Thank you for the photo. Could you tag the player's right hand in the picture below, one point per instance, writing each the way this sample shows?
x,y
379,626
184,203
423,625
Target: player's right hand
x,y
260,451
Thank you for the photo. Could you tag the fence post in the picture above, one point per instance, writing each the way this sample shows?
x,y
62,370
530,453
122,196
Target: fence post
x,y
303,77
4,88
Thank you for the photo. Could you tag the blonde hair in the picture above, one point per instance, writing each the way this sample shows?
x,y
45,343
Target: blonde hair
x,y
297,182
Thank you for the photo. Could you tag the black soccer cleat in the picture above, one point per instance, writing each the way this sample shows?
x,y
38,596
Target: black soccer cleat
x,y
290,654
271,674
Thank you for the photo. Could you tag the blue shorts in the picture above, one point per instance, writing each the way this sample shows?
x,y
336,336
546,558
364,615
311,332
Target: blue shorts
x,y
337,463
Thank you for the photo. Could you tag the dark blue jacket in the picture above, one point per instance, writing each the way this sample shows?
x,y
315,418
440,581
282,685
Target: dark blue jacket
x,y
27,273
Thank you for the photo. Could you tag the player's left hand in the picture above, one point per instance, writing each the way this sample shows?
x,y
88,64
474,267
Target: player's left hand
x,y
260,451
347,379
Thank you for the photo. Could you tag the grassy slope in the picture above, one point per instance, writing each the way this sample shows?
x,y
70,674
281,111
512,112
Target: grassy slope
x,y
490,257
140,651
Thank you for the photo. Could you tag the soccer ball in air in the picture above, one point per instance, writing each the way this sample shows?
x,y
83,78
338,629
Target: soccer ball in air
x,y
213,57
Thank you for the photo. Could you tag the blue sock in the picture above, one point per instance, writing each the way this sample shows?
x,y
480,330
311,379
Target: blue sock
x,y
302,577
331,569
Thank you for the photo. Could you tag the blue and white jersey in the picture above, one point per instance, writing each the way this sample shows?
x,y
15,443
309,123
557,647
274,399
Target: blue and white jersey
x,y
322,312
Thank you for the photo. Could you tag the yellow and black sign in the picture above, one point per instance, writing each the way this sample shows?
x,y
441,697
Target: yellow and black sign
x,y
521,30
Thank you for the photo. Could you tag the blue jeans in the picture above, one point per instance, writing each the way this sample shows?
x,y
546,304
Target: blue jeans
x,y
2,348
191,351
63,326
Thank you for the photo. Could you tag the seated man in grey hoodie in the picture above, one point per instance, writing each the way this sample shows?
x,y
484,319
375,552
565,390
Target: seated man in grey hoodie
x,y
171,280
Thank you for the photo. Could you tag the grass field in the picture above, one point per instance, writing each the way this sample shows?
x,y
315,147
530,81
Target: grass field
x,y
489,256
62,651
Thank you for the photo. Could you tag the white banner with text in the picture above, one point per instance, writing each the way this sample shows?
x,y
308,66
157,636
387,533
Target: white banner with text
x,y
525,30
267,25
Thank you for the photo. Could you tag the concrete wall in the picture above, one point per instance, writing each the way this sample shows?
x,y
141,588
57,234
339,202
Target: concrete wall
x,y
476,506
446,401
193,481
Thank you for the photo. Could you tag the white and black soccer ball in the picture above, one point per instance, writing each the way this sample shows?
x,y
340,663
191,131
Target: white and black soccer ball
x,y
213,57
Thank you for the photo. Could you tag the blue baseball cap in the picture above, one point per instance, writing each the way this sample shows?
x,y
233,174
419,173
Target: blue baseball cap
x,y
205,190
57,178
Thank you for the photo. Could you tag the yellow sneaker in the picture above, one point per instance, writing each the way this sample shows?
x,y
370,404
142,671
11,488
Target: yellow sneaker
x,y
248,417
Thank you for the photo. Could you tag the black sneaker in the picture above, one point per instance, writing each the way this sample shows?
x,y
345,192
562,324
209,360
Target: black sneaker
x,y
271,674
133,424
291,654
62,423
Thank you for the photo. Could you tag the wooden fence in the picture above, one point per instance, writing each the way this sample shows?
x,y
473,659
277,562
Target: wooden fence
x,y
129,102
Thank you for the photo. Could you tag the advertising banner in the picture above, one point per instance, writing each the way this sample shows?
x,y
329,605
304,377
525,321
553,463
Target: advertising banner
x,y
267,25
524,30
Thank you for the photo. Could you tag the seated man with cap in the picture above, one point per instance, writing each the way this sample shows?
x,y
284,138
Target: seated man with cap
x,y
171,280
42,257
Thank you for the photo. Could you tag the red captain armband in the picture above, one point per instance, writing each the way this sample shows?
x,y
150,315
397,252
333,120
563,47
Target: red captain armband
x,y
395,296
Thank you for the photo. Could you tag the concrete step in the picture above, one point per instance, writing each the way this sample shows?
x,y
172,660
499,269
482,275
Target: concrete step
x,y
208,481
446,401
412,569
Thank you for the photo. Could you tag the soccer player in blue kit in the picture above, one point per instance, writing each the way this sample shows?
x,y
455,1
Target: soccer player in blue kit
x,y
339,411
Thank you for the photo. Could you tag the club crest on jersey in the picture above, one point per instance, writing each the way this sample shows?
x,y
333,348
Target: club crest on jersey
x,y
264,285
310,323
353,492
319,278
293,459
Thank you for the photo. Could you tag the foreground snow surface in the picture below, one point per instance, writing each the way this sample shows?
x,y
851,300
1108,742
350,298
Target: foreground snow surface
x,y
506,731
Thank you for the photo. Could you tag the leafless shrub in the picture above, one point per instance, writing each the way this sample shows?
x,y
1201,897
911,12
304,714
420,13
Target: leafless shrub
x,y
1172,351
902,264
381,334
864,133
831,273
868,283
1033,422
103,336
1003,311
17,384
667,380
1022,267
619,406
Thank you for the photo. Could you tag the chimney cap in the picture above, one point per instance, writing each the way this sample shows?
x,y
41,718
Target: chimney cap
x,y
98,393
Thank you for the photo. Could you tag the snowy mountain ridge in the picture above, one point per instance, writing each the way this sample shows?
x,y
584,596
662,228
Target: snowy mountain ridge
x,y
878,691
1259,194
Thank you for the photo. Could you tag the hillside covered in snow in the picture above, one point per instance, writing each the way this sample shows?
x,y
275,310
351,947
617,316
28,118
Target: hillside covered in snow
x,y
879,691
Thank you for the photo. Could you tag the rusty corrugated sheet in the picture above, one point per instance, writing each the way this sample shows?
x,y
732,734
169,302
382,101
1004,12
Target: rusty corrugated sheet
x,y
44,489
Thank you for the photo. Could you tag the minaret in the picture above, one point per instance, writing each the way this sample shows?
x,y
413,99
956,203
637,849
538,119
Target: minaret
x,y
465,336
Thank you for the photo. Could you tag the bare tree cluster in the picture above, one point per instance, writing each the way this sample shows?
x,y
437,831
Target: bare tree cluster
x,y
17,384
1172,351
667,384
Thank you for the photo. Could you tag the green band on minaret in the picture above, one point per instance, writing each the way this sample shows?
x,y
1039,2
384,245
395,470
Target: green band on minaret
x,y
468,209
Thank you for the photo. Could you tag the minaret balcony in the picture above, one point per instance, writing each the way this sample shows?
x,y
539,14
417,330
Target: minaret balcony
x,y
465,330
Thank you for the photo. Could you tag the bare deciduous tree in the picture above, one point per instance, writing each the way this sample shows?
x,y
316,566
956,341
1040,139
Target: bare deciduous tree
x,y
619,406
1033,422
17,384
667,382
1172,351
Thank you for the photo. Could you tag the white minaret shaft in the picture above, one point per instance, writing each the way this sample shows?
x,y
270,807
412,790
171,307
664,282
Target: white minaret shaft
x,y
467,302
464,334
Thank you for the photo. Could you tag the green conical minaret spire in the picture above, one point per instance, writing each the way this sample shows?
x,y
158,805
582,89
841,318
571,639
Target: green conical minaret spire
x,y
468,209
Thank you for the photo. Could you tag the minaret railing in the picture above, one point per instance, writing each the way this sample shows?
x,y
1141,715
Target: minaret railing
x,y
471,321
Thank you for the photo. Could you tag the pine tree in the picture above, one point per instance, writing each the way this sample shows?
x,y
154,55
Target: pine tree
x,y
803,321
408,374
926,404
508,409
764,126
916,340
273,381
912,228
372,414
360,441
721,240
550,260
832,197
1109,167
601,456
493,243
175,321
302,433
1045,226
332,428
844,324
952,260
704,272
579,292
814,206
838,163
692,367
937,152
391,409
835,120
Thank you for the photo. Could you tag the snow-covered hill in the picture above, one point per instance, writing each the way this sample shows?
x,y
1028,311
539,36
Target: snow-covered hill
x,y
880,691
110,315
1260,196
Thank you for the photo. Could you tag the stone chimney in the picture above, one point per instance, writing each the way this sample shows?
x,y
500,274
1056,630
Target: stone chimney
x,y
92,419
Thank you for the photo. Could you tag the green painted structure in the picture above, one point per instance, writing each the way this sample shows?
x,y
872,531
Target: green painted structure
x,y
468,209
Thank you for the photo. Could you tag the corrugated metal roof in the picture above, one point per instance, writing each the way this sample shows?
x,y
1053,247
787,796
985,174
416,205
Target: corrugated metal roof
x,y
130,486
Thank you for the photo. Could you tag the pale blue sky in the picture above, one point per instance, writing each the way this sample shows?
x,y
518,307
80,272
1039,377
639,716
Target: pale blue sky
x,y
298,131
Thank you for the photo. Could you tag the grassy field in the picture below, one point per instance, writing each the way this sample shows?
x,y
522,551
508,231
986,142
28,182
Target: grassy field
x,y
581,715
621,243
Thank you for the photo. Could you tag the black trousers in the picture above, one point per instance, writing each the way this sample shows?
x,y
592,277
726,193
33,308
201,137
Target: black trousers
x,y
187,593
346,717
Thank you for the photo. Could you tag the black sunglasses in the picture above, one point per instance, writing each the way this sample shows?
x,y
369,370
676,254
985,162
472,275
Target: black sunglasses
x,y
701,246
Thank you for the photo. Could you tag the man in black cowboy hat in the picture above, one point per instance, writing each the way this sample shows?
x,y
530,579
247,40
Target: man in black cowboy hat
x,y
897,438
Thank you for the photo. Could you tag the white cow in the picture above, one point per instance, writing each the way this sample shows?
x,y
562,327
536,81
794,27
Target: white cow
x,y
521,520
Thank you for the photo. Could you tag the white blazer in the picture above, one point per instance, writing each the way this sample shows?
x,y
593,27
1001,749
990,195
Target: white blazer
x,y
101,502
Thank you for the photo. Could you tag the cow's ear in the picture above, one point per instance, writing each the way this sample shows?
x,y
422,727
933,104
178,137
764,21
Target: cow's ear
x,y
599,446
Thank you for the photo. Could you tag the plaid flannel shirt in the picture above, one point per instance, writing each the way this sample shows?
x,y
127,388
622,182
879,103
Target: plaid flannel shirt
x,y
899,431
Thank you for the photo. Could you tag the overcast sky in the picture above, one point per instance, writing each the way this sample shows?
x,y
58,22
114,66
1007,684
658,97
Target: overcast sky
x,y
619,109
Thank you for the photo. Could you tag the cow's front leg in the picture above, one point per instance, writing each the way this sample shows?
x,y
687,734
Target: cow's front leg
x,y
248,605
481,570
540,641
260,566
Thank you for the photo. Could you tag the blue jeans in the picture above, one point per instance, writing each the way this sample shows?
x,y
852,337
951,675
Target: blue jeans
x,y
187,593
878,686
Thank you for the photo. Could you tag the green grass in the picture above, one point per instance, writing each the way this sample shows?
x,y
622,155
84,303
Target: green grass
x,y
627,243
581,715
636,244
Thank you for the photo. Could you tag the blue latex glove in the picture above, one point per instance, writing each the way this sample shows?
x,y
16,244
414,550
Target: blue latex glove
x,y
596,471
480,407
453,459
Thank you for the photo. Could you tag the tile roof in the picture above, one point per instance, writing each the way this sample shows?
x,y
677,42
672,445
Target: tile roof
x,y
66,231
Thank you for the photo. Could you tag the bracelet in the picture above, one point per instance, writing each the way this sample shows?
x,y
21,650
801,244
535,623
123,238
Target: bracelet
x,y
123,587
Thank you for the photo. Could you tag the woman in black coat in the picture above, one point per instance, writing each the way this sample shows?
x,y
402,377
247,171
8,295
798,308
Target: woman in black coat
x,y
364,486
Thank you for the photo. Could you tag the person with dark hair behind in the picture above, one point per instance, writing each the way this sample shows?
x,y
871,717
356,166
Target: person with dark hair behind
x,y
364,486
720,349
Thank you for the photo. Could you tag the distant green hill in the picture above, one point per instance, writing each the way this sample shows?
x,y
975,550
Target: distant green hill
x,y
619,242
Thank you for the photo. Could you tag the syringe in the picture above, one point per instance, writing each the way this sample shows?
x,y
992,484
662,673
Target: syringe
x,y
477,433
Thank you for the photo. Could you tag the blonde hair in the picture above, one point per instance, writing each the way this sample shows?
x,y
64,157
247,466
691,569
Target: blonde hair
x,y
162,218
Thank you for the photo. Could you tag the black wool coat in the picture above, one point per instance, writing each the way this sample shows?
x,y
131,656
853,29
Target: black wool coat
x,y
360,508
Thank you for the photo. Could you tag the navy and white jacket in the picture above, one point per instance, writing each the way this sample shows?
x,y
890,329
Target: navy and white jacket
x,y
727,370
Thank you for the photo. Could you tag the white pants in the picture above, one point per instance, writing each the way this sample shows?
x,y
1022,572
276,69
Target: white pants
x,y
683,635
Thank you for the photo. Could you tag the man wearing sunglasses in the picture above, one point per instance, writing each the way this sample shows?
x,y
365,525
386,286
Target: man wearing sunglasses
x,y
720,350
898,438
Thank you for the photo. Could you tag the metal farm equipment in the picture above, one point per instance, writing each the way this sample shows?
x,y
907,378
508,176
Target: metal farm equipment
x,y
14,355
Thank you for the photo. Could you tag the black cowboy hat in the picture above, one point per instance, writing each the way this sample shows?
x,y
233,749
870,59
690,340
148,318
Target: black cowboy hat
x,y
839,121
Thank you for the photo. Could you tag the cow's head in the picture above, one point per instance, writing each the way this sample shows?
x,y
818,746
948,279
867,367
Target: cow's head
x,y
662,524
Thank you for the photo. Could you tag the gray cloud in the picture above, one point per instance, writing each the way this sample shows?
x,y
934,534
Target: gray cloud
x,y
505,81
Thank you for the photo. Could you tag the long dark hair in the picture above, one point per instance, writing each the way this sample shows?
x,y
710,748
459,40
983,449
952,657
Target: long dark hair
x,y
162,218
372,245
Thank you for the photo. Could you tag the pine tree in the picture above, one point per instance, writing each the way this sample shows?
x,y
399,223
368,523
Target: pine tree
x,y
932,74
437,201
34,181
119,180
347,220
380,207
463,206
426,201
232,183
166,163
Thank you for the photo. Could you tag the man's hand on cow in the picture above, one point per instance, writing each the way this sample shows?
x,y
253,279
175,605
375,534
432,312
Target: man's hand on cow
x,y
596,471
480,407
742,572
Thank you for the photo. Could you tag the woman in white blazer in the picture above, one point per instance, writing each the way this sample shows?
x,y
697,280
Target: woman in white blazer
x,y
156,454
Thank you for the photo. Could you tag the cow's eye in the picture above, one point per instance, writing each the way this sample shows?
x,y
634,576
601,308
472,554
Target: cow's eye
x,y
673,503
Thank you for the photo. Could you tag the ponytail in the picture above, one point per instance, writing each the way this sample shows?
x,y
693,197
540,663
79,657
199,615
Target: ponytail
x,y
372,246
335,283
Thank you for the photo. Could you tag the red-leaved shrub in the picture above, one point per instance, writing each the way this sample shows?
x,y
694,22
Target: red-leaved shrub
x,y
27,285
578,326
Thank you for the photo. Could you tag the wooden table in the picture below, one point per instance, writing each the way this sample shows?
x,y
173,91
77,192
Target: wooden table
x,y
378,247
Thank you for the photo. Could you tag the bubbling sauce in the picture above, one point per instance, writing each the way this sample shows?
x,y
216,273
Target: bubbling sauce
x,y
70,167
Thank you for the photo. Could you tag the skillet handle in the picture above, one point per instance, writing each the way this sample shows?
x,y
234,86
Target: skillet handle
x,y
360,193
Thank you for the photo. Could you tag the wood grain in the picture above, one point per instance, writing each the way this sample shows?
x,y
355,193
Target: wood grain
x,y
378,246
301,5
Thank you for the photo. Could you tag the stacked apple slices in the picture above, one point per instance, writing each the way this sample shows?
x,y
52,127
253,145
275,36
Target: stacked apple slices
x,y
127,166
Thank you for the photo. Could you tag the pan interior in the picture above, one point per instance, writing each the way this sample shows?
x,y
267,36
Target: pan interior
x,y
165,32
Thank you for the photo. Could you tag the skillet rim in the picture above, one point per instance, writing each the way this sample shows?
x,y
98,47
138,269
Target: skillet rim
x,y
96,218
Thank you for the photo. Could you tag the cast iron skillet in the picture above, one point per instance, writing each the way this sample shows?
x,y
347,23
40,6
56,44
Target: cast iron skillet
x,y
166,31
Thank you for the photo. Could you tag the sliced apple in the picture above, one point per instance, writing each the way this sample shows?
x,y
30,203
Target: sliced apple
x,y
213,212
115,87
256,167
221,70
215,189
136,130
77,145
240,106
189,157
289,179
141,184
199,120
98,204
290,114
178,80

● ● ● ● ●

Reproduce the material from the line containing "Thank you for the photo. Could you tag the bubbling" through the end of the material, replacing every occurrence of "skillet" with "frying pan" and leaving all else unchanged.

Thank you for the photo. Could you tag the bubbling sauce in the picture above, one point per instance, writing each the way this sample shows?
x,y
216,273
Target: bubbling sauce
x,y
70,167
Thank you for the photo. Could you tag the frying pan handle in the picture above, one point per instance, writing each the way this sample shows?
x,y
234,86
Target: frying pan handle
x,y
360,193
Thank you for the photo. Could you tag the wood grain in the picture above, one point per instance, writing each the way this sample shows?
x,y
355,193
Target: wood grain
x,y
378,246
301,5
Thank you for the photo. Could you tag the stacked apple slices in the picture above, one point per instance, writing each the way this sample shows?
x,y
52,127
253,145
275,36
Target: stacked apple slices
x,y
127,166
Thank you for the photo. Could you tag the pan interior in the picture above, one point per instance, writing each the way this sample shows?
x,y
267,36
Target: pan interior
x,y
165,32
Thank you for the photo. Could you tag the frying pan rim in the picture above, one point per instance, writing each the way this sample shows?
x,y
98,47
138,269
Target: frying pan rim
x,y
96,218
Thank you for the photo. Could you tag the cast iron frying pan in the picture above, one point per instance, writing each the way this sample shows?
x,y
347,23
40,6
56,44
Target: cast iron frying pan
x,y
166,31
Thank you for the photo. Could you tag the sliced apple in the picture above, one point per instance, writing each the way this sample shows?
x,y
30,203
Target: sliced apple
x,y
213,212
115,87
256,167
221,70
215,189
136,130
77,145
240,106
189,157
289,179
141,184
199,120
98,204
290,114
178,80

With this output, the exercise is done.